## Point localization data
· · · ·
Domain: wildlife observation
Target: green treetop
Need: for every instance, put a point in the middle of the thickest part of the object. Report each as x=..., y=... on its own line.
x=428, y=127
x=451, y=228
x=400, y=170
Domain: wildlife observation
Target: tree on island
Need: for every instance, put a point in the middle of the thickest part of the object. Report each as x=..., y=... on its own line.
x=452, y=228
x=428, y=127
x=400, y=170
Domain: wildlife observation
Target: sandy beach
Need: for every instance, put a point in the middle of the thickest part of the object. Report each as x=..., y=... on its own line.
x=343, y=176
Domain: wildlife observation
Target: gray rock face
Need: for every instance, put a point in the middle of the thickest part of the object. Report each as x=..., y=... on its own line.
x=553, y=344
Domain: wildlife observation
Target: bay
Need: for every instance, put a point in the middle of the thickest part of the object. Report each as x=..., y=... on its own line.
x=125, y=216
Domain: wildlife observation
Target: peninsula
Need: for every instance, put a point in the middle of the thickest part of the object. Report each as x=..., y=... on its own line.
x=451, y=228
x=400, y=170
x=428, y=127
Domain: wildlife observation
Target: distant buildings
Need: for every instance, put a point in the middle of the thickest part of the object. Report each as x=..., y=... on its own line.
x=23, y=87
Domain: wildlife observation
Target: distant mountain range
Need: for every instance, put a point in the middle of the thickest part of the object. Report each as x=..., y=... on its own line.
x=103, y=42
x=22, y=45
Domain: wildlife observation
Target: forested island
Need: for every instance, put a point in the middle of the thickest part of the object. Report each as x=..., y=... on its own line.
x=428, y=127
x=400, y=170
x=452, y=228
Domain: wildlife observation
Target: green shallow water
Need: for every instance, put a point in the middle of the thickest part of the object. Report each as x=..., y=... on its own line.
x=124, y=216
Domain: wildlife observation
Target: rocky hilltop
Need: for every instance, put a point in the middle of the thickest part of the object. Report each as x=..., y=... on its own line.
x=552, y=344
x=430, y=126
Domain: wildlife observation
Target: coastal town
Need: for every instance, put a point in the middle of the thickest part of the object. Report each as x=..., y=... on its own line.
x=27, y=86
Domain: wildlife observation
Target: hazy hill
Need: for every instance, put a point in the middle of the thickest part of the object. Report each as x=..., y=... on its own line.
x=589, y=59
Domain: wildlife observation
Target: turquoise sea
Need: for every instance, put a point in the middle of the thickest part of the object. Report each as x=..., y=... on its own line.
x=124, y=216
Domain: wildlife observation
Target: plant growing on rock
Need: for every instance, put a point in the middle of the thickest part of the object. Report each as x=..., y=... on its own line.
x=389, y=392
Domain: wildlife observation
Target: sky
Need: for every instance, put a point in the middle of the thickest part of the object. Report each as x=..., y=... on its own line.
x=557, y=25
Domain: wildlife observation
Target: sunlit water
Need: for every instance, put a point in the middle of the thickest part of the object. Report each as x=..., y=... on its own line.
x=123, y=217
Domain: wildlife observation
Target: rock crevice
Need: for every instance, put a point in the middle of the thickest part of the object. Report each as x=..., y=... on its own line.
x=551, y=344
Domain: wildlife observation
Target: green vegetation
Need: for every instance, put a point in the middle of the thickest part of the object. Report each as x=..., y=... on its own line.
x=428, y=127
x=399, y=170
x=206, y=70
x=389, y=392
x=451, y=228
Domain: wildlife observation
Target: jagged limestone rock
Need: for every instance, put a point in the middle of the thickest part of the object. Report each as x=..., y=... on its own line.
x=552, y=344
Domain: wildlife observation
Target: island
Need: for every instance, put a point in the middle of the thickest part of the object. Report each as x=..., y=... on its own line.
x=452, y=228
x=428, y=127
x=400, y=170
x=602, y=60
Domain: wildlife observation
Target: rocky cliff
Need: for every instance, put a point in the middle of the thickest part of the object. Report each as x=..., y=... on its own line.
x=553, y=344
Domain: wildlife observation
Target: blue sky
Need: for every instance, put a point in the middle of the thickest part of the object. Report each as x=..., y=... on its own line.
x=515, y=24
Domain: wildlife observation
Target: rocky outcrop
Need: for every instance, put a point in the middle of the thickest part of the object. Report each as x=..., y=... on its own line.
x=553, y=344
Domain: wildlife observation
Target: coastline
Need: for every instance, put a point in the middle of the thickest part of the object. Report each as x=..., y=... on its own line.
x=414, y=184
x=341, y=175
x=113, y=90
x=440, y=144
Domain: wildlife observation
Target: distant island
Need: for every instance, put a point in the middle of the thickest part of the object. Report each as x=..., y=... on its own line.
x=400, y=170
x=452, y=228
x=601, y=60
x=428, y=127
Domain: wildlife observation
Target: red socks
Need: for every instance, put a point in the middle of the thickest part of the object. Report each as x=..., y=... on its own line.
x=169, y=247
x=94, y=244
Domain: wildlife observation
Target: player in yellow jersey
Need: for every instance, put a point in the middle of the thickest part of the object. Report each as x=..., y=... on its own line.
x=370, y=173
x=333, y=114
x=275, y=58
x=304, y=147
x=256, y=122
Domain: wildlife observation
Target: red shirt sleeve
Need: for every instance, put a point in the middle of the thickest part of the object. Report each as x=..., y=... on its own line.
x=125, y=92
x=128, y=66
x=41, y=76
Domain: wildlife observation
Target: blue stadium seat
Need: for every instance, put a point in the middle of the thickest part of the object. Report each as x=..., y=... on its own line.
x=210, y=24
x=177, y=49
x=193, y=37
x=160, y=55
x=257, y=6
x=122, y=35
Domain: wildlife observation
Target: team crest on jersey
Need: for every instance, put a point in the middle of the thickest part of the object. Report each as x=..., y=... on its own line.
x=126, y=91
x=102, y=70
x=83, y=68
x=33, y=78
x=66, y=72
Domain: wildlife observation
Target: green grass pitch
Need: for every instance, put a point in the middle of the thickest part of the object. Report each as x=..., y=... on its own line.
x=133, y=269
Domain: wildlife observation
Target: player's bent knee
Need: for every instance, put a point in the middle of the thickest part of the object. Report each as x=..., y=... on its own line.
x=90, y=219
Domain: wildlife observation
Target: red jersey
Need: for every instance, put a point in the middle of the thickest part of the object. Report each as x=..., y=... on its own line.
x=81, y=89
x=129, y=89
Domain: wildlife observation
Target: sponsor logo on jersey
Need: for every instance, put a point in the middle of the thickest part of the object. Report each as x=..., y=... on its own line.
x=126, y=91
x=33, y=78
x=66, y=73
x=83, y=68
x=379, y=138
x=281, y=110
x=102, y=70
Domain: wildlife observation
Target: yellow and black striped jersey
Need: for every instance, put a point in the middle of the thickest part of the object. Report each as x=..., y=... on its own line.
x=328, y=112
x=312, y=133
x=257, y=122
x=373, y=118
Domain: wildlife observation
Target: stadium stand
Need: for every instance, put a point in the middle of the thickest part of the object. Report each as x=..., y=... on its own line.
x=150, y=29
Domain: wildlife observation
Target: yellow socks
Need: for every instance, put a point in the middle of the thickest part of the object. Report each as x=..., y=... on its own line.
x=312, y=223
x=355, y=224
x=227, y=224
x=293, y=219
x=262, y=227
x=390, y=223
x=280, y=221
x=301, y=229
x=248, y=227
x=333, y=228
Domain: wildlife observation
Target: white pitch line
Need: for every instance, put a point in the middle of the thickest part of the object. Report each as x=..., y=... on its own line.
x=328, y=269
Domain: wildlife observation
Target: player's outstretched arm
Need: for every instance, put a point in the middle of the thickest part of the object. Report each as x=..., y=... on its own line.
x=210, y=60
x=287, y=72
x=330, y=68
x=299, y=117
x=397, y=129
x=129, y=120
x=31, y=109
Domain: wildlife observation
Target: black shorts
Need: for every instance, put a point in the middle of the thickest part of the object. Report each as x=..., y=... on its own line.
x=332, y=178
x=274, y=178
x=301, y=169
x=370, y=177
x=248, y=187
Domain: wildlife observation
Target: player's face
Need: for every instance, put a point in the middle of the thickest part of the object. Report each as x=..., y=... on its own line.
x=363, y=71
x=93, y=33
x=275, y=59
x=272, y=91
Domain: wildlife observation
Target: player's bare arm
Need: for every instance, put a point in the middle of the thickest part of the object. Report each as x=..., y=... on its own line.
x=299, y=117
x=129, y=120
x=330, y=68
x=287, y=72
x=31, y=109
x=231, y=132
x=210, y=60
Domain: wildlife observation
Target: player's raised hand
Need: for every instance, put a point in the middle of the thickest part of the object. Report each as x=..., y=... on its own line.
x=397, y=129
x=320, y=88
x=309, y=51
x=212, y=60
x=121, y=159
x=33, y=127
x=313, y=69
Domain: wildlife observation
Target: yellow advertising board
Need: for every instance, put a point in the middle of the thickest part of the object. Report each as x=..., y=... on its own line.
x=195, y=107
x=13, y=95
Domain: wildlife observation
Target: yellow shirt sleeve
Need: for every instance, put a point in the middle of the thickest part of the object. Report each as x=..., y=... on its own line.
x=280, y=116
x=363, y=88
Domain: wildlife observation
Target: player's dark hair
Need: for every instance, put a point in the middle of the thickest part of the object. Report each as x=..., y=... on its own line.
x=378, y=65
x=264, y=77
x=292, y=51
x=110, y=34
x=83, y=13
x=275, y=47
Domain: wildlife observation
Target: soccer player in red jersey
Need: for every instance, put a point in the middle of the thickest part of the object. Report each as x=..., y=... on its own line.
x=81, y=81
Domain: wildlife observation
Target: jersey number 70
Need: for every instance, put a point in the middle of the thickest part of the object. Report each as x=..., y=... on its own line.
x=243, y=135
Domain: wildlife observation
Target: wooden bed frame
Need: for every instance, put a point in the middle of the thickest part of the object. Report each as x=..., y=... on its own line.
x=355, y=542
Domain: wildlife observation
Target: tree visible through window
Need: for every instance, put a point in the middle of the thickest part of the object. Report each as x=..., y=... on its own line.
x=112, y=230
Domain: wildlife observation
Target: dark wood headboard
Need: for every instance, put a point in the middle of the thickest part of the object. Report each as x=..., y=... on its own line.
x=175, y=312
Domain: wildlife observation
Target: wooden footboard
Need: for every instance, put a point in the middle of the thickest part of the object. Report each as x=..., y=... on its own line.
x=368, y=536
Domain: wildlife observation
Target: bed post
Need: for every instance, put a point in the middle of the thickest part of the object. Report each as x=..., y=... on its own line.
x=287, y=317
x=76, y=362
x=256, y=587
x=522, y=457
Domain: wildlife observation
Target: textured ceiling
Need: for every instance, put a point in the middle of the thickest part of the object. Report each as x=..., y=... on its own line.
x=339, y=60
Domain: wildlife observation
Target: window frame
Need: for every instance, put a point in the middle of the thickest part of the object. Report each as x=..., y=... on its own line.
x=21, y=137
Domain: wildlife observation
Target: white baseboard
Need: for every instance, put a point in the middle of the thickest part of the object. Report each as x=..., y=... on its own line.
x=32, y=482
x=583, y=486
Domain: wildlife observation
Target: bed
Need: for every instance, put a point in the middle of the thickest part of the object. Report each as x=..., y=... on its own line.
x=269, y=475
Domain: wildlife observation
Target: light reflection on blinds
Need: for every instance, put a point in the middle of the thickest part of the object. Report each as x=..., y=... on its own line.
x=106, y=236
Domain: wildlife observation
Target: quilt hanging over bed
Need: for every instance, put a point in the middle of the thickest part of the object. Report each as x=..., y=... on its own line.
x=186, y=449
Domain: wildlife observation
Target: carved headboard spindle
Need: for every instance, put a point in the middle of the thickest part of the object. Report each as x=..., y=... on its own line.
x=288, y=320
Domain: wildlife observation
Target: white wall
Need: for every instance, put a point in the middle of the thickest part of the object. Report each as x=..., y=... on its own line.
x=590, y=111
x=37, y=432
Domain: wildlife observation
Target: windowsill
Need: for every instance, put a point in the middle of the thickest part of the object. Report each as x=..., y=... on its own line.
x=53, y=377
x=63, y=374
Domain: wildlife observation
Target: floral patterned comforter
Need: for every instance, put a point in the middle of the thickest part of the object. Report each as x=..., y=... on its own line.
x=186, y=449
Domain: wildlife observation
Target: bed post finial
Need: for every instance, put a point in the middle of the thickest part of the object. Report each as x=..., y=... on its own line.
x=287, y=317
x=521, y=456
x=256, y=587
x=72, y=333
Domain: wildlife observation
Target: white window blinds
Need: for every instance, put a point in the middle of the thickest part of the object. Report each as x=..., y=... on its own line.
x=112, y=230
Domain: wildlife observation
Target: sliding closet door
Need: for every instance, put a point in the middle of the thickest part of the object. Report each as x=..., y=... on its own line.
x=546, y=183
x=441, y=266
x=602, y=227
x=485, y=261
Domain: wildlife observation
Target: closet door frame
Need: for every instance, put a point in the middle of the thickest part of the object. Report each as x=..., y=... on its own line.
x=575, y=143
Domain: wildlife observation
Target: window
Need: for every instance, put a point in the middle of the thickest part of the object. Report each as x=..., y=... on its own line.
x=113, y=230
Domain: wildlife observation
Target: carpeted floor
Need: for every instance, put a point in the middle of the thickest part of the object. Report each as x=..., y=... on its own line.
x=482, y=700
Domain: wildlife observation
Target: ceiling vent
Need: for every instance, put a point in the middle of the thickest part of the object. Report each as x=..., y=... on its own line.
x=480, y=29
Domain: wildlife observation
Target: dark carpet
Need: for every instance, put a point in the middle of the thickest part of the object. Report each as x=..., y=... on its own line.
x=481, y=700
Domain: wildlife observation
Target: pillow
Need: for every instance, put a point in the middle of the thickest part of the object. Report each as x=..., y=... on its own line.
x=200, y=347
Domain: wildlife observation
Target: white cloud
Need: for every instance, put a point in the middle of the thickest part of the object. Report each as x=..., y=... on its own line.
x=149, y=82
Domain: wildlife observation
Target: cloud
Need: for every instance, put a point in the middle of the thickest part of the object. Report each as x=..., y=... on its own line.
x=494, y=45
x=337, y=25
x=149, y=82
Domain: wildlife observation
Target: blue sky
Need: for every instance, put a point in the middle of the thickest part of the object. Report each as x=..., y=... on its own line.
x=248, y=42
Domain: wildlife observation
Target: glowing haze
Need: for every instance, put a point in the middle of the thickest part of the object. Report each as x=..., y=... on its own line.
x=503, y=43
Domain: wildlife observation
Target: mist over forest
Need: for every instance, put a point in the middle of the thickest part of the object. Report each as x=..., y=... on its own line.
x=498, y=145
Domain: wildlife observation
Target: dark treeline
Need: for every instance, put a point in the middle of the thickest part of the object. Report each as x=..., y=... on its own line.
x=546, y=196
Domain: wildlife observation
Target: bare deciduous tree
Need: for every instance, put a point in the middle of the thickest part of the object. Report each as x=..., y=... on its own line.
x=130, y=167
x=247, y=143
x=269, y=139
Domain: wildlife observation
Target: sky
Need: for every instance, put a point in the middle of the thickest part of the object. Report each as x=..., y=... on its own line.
· · · ·
## PROBLEM
Scan the data above line by line. Please say how many lines hold the word "door", and give only that number.

## RESULT OF THE EXERCISE
2